* [EXERCISE DIRECTIONS]: Output the material below in its entirety, exactly as given.

Dataset rows:
══════
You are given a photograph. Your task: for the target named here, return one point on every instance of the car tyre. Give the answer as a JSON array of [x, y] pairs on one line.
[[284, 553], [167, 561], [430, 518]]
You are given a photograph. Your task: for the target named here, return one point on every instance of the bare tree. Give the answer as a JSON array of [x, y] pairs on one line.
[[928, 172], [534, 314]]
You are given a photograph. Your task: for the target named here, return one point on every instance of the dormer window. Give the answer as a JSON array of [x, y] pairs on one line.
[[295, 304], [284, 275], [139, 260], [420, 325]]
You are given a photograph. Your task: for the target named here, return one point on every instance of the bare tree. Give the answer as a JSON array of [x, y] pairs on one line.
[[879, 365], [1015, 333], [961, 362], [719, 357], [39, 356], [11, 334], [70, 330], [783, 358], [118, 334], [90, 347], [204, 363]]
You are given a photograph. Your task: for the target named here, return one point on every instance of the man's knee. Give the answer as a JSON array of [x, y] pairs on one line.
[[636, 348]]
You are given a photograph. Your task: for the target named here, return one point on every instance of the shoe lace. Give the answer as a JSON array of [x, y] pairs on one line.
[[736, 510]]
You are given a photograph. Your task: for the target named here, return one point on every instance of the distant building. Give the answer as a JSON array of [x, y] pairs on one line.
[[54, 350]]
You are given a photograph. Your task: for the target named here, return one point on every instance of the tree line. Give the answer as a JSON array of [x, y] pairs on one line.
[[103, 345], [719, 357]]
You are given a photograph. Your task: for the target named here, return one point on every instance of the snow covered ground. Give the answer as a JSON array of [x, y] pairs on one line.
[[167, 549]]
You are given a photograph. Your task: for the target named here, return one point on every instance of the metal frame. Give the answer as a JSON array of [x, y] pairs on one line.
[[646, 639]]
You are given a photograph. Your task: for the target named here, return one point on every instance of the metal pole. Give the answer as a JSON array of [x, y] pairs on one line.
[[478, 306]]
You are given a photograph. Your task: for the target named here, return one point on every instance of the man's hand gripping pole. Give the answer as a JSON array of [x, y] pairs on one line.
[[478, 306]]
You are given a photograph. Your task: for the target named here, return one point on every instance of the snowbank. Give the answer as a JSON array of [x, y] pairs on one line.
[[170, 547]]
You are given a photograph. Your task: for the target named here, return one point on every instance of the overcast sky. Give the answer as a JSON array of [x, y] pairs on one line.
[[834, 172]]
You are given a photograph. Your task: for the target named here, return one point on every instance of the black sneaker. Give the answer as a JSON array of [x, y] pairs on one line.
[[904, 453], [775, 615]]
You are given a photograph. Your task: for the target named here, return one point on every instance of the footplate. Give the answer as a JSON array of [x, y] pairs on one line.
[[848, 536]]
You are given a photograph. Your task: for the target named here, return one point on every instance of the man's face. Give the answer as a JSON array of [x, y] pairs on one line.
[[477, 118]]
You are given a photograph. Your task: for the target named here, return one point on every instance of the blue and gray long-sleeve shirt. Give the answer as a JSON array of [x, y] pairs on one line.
══════
* [TASK SOLUTION]:
You are given a photograph. Your task: for the target named here, return one point on every instance of the car tyre. Give the answer as a JSON array of [x, y] pairs on one line.
[[284, 553], [167, 561], [430, 518]]
You are given a photograph. Your task: for the target named here, return one point on every instance of the bare tree. Give the answer as a JSON array of [x, y] pairs on one line.
[[928, 172], [534, 314]]
You are given a photograph. Your task: for the target named here, return one point on every instance of the dormer window. Give the answer as a JSON array of [x, y] pairs on one line.
[[295, 304], [284, 275], [139, 260], [420, 325]]
You are given a photograph. Your task: for the target named here, return one point on every instance of the bare tree. Give the answer as a JSON array of [x, y] pairs on one line.
[[879, 365], [1015, 333], [961, 362], [719, 357], [39, 356], [11, 334], [70, 330], [783, 358], [118, 334], [90, 347], [204, 363]]
You are given a photograph. Your task: for the target named here, return one point on every instance of the man's knee. Give the answer as a JSON array of [x, y] pairs on one line.
[[636, 348]]
You are given a photograph. Your task: for the target named here, return one point on every instance of the shoe lace. Give the answer as a JSON array of [x, y] pairs on one line.
[[736, 510]]
You are given a photograph. Your task: for the target named here, return one point on every instance of the distant building. Give the answer as a JSON array of [x, y] pairs on one line.
[[54, 350]]
You are given a photograph. Your task: for the target named here, return one point on every instance of the tree line. Give the answer as a JSON array of [x, y] pairs on one line.
[[103, 345], [719, 357]]
You are given a photograph. Your task: for the target named here, return one point on every instance of the snow covered ground. Give the answer as a JSON array of [x, y] pairs on one line.
[[167, 549]]
You are given a photograph. Your task: for the target named here, return one point on every instance of the metal frame. Give the answer as a JSON array of [x, y] pairs on one line.
[[646, 639]]
You are given a photograph. Your task: for the target named here, return one point on every instance of the metal pole. Give the answer as a JSON array of [x, y] pairs on one line.
[[478, 306]]
You are given a photograph. Your task: for the target named here, return one point on every instance of the man's hand gripping pole. Give the answer as a JSON array of [x, y] pairs on one line.
[[478, 306]]
You are given a photograph. Your task: for the target named here, return one point on every instance of the snowbank. Give the answer as a JSON array of [x, y] pairs on one line.
[[170, 547]]
You are given a photograph. Your task: for the target named here, return one point on every instance of the overcast sky. Give the answer as a JSON array of [x, y] pairs on one line.
[[834, 172]]
You are given a photograph. Your task: for the target named here, return one point on every instance of the black sneaker. Give the answer as a JSON array of [x, y] pairs on one line.
[[904, 453], [775, 615]]
You are given a photograph. Your task: for the target named here, return one point on every instance of the footplate. Give the answer as a JSON array of [x, y] pairs on one line.
[[848, 536]]
You are given a photograph. Your task: for the target named here, return one point on every instance of the man's face. Give the answer as a JSON array of [x, y] pairs on one line.
[[477, 118]]
You are given a photograph. Your task: for the target named here, return one point on every instance of the blue and gray long-sleeve shirt. Give the answer as a JSON array of [x, y] pairs on one line.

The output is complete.